(Location identification entries)
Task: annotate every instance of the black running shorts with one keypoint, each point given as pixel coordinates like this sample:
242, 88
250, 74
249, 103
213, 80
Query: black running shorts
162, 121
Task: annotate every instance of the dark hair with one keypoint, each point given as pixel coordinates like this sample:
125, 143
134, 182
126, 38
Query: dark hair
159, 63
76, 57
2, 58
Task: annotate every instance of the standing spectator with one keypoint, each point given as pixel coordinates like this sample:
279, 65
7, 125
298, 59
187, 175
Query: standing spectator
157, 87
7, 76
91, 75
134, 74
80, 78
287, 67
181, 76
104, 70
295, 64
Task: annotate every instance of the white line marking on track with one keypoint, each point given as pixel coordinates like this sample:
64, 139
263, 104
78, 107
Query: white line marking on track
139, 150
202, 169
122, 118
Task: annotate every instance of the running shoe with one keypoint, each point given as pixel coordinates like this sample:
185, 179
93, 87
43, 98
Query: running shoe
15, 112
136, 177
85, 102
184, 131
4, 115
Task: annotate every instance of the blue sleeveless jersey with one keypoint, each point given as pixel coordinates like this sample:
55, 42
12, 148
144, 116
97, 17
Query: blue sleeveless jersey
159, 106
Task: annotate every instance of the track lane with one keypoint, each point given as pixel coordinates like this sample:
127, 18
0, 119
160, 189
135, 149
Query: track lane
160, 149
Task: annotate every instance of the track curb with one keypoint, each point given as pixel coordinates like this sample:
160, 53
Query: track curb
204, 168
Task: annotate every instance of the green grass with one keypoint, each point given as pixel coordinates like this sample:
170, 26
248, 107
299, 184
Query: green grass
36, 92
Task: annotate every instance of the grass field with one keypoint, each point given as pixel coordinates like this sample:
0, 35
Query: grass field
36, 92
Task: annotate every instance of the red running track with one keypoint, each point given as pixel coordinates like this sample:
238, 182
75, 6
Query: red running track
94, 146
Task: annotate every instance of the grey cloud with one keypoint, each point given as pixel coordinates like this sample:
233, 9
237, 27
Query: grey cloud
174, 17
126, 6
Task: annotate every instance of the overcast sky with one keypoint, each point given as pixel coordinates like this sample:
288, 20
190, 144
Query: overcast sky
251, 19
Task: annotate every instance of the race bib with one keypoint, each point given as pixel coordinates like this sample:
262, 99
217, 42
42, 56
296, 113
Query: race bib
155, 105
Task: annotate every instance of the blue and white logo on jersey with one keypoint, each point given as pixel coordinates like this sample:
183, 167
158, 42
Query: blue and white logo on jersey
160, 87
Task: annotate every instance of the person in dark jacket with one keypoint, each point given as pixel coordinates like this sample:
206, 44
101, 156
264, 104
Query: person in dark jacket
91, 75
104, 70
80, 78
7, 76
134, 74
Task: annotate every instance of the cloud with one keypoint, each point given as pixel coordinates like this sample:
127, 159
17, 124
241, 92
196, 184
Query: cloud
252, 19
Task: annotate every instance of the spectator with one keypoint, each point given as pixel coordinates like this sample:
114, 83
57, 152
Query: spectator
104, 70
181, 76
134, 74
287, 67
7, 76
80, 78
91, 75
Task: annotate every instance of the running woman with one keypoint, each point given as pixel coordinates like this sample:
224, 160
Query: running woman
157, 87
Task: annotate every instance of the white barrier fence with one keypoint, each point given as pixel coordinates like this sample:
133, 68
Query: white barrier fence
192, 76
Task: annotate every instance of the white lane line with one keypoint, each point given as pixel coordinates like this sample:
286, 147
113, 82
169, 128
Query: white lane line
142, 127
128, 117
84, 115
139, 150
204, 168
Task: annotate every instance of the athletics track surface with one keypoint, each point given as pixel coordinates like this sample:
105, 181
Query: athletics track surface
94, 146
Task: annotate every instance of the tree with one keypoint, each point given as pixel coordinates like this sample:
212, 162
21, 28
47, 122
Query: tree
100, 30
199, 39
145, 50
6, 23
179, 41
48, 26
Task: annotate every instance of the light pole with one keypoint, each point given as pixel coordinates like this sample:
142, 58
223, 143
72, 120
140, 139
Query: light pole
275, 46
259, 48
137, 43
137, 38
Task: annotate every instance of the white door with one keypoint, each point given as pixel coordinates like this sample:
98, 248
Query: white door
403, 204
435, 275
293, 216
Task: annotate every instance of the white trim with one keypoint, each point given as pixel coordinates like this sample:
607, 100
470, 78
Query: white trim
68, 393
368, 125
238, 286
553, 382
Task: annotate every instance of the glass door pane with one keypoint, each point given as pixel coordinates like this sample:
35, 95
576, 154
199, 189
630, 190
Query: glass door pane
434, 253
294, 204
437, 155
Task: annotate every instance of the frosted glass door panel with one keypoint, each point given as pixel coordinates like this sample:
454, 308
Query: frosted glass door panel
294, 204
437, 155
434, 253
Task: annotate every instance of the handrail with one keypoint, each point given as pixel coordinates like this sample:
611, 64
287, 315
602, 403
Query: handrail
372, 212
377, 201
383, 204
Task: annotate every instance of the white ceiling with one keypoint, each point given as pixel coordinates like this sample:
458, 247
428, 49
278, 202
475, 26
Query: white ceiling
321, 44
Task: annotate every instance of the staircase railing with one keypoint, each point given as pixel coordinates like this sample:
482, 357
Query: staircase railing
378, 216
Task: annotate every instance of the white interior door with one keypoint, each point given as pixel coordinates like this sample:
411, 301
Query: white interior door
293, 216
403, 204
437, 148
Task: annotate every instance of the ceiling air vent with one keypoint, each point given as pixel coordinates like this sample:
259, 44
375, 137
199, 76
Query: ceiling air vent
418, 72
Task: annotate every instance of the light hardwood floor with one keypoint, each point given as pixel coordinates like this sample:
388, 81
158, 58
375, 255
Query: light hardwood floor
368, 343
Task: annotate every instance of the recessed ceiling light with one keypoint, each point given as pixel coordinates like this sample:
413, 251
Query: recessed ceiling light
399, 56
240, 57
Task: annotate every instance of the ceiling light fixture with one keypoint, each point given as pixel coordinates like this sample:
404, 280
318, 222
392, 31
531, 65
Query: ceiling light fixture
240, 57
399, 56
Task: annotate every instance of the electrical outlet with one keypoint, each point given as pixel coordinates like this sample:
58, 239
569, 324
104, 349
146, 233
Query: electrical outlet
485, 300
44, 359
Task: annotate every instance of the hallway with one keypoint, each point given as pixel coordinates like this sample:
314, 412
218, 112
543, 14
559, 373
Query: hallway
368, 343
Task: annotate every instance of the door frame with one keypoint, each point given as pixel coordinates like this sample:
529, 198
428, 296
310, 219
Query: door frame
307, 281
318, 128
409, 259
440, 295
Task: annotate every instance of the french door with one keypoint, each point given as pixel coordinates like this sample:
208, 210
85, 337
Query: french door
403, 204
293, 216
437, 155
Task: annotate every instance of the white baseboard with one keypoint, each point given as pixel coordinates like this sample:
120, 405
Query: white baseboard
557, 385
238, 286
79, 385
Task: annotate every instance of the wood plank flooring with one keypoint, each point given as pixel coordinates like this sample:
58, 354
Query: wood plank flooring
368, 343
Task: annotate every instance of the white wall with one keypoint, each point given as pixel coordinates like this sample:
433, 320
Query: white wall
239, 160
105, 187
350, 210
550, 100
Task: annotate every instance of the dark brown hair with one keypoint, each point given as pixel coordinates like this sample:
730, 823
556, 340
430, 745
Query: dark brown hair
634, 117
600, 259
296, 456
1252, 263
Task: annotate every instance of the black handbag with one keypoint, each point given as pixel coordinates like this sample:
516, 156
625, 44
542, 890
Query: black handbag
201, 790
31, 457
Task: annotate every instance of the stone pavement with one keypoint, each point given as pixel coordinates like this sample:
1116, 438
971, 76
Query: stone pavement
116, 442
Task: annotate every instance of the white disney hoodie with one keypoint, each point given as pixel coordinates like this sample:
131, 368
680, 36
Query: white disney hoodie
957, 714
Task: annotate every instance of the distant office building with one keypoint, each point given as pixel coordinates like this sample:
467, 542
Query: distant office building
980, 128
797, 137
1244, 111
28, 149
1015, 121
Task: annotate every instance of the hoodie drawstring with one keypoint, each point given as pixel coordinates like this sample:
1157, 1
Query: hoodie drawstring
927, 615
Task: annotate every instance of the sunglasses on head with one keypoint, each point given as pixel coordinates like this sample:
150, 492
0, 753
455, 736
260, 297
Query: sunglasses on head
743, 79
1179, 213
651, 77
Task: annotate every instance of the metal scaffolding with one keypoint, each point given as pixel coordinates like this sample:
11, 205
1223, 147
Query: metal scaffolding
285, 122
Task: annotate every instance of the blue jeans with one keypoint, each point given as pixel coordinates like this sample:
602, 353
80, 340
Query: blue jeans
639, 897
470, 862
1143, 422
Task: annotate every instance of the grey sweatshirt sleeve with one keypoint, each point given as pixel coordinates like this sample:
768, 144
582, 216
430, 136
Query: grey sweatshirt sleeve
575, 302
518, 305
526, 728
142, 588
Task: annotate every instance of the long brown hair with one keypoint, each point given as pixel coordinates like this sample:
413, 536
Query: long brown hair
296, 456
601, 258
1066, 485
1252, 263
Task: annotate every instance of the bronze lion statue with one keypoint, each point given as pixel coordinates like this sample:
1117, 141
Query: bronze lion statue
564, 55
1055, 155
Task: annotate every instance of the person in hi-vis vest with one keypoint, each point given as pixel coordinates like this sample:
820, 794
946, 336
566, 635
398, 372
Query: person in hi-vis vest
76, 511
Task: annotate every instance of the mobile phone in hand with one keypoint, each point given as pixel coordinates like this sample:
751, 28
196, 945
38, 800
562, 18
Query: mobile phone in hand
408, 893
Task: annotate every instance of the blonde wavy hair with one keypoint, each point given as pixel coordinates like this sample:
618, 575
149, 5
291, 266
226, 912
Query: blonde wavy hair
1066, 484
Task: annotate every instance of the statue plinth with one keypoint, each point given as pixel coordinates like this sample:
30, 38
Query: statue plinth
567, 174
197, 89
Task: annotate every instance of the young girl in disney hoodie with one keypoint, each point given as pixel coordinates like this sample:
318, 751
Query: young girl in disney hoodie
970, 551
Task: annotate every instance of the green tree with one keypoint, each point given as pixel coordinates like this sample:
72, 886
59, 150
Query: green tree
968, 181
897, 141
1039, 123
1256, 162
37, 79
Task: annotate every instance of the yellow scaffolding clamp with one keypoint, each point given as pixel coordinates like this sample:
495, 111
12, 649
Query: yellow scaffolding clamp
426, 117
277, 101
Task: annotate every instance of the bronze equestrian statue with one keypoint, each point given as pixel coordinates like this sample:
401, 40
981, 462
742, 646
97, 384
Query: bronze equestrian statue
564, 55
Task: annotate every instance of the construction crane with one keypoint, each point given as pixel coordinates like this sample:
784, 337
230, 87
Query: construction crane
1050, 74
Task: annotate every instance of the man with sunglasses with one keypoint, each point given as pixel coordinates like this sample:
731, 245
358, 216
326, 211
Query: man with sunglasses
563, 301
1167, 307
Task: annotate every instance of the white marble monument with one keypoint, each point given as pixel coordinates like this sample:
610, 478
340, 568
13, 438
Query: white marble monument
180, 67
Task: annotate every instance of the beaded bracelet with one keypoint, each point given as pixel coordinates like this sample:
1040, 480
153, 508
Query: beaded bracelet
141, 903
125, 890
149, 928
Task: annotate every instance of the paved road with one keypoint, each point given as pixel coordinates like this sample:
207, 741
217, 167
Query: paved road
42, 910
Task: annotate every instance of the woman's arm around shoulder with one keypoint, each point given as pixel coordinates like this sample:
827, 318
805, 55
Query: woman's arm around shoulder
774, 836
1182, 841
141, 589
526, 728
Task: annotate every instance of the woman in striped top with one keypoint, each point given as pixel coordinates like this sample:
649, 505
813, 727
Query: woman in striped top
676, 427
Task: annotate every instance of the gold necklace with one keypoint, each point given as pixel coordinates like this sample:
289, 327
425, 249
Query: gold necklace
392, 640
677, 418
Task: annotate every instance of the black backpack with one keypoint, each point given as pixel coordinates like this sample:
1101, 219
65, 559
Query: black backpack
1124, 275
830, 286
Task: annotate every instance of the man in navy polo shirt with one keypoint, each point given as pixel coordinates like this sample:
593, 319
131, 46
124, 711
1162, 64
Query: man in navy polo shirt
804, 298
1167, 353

**AIM**
Copy the stretch from the line containing "Task: annotate every instance of the gold" through the end of the material above, word for word.

**ANSWER IN FULL**
Task: annotate every instance of the gold necklace with one keypoint, each point given as pixel coordinates like this sample:
289, 327
425, 249
Query: gold necklace
392, 640
677, 418
Task: annotate every instance of the black backpack with one keypoint, each point given as pixel coordinates like this sample:
1101, 219
65, 559
Query: black backpack
1124, 275
830, 286
Task: annotate every instance of the man in navy polo shirt with one keypoint, each point given as pixel coordinates like this sample:
593, 319
131, 46
124, 711
1162, 64
Query: man in navy polo shirt
804, 298
1167, 353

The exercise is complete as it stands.